(begin)

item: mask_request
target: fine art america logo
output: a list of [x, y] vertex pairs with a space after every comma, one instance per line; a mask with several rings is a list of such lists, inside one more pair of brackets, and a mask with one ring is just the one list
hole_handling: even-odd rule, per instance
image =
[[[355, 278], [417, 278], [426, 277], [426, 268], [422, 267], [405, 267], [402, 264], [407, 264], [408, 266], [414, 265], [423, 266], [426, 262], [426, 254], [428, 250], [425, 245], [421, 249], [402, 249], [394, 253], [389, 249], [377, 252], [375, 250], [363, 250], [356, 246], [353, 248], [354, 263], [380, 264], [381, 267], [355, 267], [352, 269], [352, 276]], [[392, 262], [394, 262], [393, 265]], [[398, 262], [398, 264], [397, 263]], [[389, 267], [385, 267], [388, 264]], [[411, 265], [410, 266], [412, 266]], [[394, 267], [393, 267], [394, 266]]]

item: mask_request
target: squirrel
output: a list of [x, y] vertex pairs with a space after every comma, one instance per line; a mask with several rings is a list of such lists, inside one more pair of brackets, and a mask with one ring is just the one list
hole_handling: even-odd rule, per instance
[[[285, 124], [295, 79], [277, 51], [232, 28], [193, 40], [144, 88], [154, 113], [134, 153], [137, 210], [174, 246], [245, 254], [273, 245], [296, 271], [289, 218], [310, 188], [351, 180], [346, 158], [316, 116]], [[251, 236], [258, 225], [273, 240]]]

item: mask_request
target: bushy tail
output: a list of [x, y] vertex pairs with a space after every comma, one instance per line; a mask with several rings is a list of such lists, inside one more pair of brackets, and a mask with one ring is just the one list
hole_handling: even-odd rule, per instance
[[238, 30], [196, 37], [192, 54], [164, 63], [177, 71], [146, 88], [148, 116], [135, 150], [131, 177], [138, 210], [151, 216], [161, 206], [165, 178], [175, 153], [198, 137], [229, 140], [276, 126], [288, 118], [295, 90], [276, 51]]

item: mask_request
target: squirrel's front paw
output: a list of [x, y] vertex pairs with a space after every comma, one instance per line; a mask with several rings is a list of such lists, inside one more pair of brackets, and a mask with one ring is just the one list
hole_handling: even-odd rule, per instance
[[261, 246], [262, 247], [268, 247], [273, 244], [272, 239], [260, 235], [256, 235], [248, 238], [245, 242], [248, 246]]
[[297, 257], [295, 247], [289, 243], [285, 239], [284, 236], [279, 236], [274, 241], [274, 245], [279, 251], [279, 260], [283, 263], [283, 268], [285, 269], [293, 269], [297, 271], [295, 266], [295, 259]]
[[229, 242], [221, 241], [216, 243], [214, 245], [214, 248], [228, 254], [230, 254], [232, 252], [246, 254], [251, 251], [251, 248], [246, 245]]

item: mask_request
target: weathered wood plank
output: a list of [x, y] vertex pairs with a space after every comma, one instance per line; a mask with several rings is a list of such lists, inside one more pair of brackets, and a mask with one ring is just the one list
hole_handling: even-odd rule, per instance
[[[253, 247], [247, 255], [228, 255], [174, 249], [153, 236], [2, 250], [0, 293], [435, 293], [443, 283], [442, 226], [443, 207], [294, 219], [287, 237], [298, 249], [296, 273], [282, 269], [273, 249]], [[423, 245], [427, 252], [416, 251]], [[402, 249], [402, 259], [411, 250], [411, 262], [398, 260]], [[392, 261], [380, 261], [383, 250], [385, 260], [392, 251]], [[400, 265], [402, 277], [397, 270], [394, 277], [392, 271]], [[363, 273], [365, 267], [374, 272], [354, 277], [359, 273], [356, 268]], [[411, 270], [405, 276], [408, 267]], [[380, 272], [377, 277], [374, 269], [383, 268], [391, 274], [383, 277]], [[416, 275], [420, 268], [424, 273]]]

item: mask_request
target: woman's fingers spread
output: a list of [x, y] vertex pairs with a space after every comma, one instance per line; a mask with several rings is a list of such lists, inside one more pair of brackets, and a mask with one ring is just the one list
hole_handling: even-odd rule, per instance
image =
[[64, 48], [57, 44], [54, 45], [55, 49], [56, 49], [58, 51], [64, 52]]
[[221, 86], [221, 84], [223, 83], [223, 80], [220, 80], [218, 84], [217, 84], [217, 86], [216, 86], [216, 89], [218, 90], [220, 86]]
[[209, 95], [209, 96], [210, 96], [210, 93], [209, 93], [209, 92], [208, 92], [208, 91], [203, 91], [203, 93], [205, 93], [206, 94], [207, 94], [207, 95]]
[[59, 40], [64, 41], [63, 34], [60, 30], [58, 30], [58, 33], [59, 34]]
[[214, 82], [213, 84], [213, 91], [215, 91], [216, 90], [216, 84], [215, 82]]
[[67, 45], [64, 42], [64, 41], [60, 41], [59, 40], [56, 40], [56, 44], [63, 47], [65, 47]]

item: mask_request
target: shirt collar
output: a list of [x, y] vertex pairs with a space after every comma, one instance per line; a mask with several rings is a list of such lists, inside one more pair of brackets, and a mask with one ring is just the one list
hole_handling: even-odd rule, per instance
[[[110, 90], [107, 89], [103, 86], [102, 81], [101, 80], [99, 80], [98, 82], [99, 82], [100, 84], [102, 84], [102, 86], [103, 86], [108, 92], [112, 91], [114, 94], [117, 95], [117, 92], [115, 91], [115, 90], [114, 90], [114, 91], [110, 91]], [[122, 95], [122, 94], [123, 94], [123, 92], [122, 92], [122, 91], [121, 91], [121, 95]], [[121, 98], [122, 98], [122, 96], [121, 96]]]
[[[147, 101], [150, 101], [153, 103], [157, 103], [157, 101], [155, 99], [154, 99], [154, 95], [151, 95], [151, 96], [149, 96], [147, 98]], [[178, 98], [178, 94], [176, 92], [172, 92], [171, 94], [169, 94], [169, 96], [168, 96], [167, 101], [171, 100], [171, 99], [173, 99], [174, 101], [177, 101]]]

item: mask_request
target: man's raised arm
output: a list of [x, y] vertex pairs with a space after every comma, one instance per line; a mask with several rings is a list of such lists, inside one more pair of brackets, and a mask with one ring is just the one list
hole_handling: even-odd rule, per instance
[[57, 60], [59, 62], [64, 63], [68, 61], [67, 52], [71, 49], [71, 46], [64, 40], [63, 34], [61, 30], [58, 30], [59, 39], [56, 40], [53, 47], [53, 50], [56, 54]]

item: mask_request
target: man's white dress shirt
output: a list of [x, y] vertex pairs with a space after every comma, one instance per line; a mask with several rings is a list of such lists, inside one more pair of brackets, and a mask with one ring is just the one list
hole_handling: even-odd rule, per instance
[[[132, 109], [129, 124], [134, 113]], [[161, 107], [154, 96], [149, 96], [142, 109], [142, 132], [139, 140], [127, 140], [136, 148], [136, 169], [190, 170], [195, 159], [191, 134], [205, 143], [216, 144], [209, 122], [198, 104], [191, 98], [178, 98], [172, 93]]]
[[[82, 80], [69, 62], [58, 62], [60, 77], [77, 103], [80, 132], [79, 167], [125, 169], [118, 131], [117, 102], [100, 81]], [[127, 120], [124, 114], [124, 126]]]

(end)

Copy word for word the rows above, starting with the very first line and going on through the line that contains "225], [273, 240]]]", with both of those lines included.

item: mask_request
target: fine art america logo
output: a list of [x, y] vertex pairs with a space after every comma, one instance per line; a mask with several rings is a list of such lists, inside one more pair of brackets, and a mask with one ring is just the one list
hole_handling: even-odd rule, per instance
image =
[[[355, 278], [417, 278], [426, 277], [426, 268], [422, 267], [405, 267], [402, 264], [407, 264], [408, 266], [414, 265], [423, 266], [426, 262], [426, 254], [428, 250], [425, 245], [421, 249], [402, 249], [394, 253], [389, 249], [377, 252], [375, 250], [363, 250], [356, 246], [353, 248], [354, 263], [380, 264], [381, 267], [355, 267], [352, 269], [352, 276]], [[392, 262], [394, 262], [393, 265]], [[398, 262], [398, 264], [397, 263]], [[389, 267], [385, 267], [388, 264]], [[411, 265], [410, 266], [412, 266]], [[394, 267], [393, 267], [394, 266]]]

item: mask_request
target: squirrel
output: a list of [x, y] vertex pairs with a space after every comma, one instance per line; a mask with several rings is a list of such lists, inside one more pair of brackets, and a mask with one ring is just the one list
hole_handling: even-odd rule, per instance
[[[285, 124], [295, 79], [277, 51], [232, 28], [193, 40], [144, 88], [154, 113], [134, 153], [137, 210], [174, 246], [245, 254], [273, 245], [296, 271], [289, 218], [310, 188], [351, 180], [346, 158], [316, 116]], [[251, 236], [258, 225], [273, 240]]]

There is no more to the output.